>> Start
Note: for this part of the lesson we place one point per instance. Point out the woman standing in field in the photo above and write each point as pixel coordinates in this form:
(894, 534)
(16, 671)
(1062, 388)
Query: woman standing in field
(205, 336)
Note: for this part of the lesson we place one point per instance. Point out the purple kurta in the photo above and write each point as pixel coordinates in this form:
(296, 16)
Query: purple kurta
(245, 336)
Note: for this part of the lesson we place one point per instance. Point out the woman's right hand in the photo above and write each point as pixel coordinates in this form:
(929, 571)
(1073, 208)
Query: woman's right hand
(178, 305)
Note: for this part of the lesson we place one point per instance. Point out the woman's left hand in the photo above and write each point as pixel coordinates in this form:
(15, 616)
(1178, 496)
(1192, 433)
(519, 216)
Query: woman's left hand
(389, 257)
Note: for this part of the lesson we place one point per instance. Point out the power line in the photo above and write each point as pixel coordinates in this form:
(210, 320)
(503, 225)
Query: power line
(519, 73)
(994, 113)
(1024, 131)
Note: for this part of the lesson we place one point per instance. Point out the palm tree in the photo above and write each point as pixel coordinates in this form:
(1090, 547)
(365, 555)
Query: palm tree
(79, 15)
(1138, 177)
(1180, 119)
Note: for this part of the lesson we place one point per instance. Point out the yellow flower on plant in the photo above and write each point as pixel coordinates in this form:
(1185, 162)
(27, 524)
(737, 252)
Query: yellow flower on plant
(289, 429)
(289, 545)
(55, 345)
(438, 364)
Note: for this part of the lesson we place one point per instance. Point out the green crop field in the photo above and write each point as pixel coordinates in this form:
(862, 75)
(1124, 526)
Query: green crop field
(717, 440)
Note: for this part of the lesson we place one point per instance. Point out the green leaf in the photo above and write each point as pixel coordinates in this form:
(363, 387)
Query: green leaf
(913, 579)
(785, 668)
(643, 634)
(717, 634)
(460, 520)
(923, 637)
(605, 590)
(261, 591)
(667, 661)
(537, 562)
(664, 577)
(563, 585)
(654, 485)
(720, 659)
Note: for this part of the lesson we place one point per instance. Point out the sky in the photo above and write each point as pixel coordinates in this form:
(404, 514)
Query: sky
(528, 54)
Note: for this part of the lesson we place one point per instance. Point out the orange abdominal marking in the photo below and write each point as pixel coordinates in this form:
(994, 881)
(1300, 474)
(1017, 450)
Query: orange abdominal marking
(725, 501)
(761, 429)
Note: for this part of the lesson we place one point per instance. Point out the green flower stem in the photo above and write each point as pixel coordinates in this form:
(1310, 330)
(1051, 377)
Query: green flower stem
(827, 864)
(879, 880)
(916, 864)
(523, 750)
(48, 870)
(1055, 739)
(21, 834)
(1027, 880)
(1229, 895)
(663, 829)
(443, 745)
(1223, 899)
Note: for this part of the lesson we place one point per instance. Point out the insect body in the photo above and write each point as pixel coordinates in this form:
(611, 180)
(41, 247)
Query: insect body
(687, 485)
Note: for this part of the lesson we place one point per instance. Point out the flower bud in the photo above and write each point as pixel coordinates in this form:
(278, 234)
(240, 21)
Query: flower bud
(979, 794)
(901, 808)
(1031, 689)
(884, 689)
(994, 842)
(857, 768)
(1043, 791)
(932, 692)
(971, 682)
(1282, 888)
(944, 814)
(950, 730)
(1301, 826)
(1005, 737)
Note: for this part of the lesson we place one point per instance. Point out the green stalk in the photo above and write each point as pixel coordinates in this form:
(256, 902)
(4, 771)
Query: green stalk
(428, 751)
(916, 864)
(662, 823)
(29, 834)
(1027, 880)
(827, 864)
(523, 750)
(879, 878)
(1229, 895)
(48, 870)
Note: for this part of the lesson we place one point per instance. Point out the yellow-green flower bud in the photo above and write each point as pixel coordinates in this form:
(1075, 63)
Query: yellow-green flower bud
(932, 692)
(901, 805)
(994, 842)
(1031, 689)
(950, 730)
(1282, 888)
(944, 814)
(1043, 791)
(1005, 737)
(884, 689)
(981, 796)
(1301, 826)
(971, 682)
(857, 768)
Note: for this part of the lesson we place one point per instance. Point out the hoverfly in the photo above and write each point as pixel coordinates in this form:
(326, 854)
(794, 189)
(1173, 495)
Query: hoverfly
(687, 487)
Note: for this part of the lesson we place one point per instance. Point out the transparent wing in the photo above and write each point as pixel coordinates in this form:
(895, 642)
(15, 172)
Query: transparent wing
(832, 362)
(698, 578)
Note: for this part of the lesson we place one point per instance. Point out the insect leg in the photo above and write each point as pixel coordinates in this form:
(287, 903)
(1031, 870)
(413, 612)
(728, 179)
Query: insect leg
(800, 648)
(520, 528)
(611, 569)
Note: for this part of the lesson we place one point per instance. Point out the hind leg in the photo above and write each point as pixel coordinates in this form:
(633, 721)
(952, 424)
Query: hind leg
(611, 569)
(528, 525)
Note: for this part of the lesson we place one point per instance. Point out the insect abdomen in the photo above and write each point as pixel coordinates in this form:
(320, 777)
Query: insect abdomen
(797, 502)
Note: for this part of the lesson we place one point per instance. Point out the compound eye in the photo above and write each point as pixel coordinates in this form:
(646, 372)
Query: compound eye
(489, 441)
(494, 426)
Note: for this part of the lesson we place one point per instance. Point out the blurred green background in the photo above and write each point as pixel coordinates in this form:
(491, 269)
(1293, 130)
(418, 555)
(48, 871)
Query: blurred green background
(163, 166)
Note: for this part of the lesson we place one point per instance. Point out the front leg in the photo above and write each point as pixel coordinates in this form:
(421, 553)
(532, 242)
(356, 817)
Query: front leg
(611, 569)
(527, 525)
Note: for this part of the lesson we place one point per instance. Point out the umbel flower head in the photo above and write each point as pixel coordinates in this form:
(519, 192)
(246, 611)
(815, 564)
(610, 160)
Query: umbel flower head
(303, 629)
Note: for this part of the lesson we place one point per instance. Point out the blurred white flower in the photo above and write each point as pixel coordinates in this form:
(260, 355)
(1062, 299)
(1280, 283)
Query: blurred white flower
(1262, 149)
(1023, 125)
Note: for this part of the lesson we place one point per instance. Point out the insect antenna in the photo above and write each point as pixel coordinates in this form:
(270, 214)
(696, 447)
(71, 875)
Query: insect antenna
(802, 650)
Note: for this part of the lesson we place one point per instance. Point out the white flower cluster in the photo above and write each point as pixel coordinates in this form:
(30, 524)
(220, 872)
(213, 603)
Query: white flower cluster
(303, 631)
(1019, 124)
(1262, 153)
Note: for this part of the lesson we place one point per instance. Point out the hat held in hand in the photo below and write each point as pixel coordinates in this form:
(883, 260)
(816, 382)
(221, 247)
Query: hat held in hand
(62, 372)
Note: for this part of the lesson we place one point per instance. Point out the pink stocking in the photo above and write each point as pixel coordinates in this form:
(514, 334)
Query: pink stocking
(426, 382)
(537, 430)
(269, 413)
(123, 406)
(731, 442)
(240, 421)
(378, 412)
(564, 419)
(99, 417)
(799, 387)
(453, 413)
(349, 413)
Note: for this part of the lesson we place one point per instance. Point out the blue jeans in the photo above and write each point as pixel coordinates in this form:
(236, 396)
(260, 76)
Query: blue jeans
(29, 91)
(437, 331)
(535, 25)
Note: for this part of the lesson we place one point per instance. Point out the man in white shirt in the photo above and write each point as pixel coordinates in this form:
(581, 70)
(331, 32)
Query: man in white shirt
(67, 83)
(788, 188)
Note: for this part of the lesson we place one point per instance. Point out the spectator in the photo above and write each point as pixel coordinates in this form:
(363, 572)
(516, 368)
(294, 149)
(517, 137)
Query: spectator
>> End
>> Start
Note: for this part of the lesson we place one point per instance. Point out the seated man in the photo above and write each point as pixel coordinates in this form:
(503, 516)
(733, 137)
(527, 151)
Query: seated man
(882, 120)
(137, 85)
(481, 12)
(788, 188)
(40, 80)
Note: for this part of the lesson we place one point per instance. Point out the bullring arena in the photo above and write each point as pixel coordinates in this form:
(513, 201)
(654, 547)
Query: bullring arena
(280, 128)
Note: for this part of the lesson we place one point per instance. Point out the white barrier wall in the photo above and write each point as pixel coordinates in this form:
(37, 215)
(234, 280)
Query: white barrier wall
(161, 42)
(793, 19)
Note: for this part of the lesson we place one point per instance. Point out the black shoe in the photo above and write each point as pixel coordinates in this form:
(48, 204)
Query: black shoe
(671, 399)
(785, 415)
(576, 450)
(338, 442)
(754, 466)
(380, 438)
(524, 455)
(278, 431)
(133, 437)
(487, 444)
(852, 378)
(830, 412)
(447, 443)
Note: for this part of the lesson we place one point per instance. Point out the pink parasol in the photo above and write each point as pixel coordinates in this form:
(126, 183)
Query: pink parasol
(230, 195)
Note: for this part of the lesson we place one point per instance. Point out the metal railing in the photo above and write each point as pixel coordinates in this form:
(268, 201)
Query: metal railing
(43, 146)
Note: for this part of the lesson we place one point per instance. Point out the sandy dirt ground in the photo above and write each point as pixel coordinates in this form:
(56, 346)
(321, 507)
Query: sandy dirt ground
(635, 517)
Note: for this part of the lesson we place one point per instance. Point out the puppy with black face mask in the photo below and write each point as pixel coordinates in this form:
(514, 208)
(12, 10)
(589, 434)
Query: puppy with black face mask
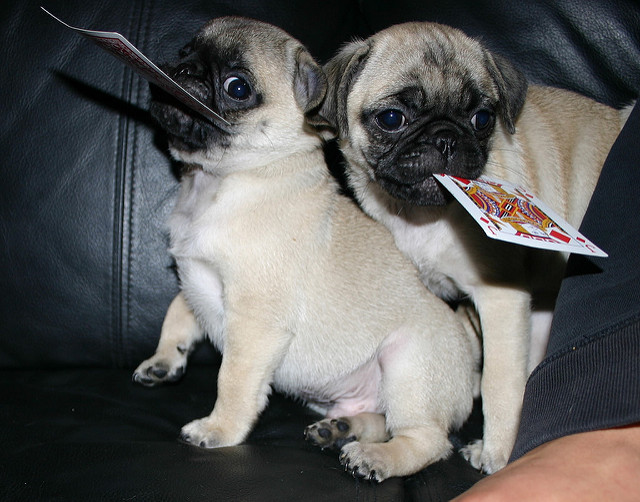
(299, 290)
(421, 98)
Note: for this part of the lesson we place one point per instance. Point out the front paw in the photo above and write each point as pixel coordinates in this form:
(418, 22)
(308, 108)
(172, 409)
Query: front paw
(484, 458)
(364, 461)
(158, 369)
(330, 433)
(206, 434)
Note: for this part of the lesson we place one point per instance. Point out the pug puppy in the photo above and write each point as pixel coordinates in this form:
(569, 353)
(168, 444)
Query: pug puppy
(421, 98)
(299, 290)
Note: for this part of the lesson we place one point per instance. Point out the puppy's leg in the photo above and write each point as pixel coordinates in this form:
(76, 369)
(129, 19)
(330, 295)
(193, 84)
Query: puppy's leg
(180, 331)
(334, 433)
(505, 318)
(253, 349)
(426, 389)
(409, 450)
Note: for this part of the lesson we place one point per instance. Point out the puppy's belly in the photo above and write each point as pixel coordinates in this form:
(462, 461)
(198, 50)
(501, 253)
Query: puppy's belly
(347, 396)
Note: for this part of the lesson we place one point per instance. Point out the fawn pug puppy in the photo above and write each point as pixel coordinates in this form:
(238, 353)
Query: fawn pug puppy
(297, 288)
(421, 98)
>> End
* [DIRECTIONS] Extract every line of the material above that contains the string "hoverfly", matching case exactly.

* [EXERCISE RESULT]
Note: for this part of the lesson we place one point per instance. Point out the hoverfly in the photo above and write each point as pixel coordinates in this form:
Query: hoverfly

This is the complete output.